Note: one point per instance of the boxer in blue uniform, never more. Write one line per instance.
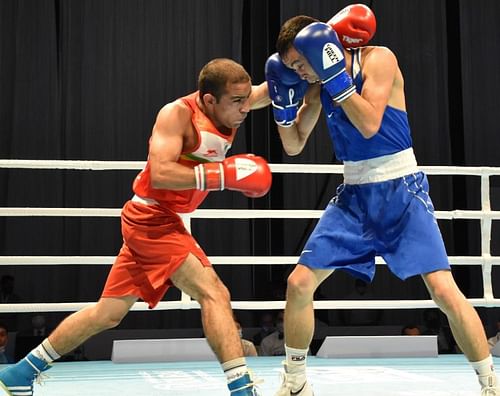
(382, 208)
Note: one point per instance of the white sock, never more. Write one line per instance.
(235, 369)
(46, 352)
(296, 358)
(485, 371)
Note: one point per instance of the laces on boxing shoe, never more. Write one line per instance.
(489, 385)
(18, 379)
(246, 385)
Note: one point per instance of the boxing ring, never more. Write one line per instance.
(445, 375)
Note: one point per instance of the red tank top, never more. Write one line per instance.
(212, 147)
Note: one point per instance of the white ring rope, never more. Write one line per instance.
(485, 215)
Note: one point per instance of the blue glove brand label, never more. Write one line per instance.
(331, 55)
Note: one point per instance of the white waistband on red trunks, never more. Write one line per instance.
(144, 201)
(151, 202)
(380, 169)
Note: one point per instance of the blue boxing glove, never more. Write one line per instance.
(286, 90)
(320, 45)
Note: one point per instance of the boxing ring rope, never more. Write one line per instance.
(485, 215)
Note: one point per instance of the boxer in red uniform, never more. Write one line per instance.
(186, 160)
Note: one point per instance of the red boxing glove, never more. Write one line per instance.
(246, 173)
(355, 25)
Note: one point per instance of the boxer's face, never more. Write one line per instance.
(233, 106)
(297, 62)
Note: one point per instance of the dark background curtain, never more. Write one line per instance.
(85, 80)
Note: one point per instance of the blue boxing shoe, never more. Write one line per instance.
(243, 386)
(17, 379)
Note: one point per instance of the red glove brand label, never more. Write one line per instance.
(331, 55)
(351, 41)
(244, 167)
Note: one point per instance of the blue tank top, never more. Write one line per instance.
(349, 145)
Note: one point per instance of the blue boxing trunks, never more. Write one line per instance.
(393, 219)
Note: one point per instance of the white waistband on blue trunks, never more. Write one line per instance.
(380, 169)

CHALLENGE
Reproduce the listing above exactly, excluding all pictures.

OUTPUT
Note: one point per instance of the boxer in blue uniform, never more. Write one line per instance.
(382, 208)
Note: one point per instance of the white sock, never more. Write one line per instance.
(235, 369)
(46, 352)
(296, 358)
(485, 371)
Note: one point per instance of the laces on boxing shoe, never more. Write one line per instance.
(489, 385)
(18, 379)
(246, 385)
Note: one point per instance of the boxing ring, never more. Write one line per instance.
(445, 375)
Note: one point per instance of the red tank top, never more. Write one line per instance.
(212, 147)
Note: one point per instance of the white ring rope, never more. Write one line per instance.
(485, 215)
Note: one point per instance of the blue glove brand label, never more. Write one line per instance.
(331, 55)
Note: one point per instance of the white waistband on red trunks, never more. Write one line per instance.
(144, 201)
(151, 202)
(380, 169)
Note: one point per instance of the blue boxing glove, never more. Write one line per instance.
(286, 90)
(320, 45)
Note: one point per instance of the boxing ring rope, never more. Write one line per instance.
(485, 215)
Note: one point per instance of the boxer in red uniform, never more. Write one line per instance.
(186, 160)
Note: one point per instance of the red boxing glove, never more. Write one line per instance.
(246, 173)
(355, 25)
Note: one point per instance of the boxer's face, never more. Write one line per instance.
(233, 106)
(297, 62)
Note: one point per instance of the dark background curtain, never more. Write one line per instance.
(85, 80)
Note: one point per instance of the blue boxing shoe, never more. Write one line per instance.
(243, 386)
(17, 379)
Note: one point per instance of the red glove brand label, never more. Write one line per instance.
(331, 55)
(351, 41)
(244, 167)
Note: one point per instance of the blue tank top, never more. Write one line per instance.
(349, 145)
Note: one point per instance of the blue boxing trunks, never more. Write one line per instance.
(393, 219)
Note: one point per instance of the white waistband on blue trunks, never more. Write one line per instance.
(380, 169)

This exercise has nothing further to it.